◆ TEXT TO READ ◆
>> start

DMR technique improves tight gas porosity estimate

Dec. 19, 2005
An empirical method, designated as DMR (density-magnetic resonance) porosity, combines density and nuclear magnetic resonance porosities to improve the estimate of tight gas sand porosity.

An empirical method, designated as DMR (density-magnetic resonance) porosity, combines density and nuclear magnetic resonance porosities to improve the estimate of tight gas sand porosity.

The DMR porosity method is an easy and robust tool for gas-corrected porosity because it depends on a mathematical derivation. It combines two tools’ responses in one simple transform.

DMR porosities match core porosities better because unknowns such as fluid density (RHOF) and hydrogen index for gas (HIg) are both eliminated in the DMRP transform.

NMR porosity in combination with density is a good tool for gas-corrected total porosity calculations and is independent of facies.

Formation evaluation

The main task of formation evaluation is to calculate accurate formation porosities and permeabilities as well as to identify the nature and amount of saturating fluids (water, oil, and gas).

Historically, the industry has used neutron-density measurements to derive formation porosity. While this yields acceptable results in clean liquid-filled lithologies (sands), the effects of lithology, hydrocarbon fill (gas), and formation heterogeneity in shaly sands increase the uncertainty in computed porosities.

Nuclear magnetic resonance logs differ from conventional neutron, density, sonic, and resistivity logs because the NMR measurements provide information only on formation fluids and are generally insensitive to matrix properties.

The technique of combined NMR relaxation times and bulk density data reduces uncertainty in derived logging parameters through the elimination of the neutron log. This removes the need to characterize and correct for flushed zone fluid densities.

This article describes the application of DMR technique in cored wells in the Obaiyed field, Western Desert, Egypt, and it discusses the results obtained, limitations and benefits, along with the data-acquisition requirements.

>> end

◆ WHAT IS ASKED ◆
a) Which conventional logs does the article on DMR porosity contrast with nuclear magnetic resonance logs? List every one it names.
b) Extend the article on DMR porosity in tight gas sands, picking up after its final sentence.

◆ SOURCE DATA ◆
>> start

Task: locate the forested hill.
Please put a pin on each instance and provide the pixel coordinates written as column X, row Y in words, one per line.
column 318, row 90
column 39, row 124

>> end

◆ ANSWERS BY TASK ◆
a) Neutron, density, sonic, and resistivity logs.

b)
Field examples demonstrate the importance of the DMR technique to replace the use of NMR or conventional logs separately in determining formation porosity and gas saturation in tight-gas sand reservoirs.

Obaiyed field

Obaiyed is a gas-condensate field in the western desert of Egypt that produces from the Mesozoic Lower Safa reservoir. The reservoir is classified as a tight gas reservoir due to compaction (4,000 m depth), very fine sand size, the presence of clay minerals (kaolinite and illite), a 0.01-100 md permeability, the presence of micaceous 5-12% porosity sandstone deposited in a strongly tidally influenced estuary, and a high lateral and vertical heterogeneity. In the reservoir, siderite found locally replaced mudstones and siltstones.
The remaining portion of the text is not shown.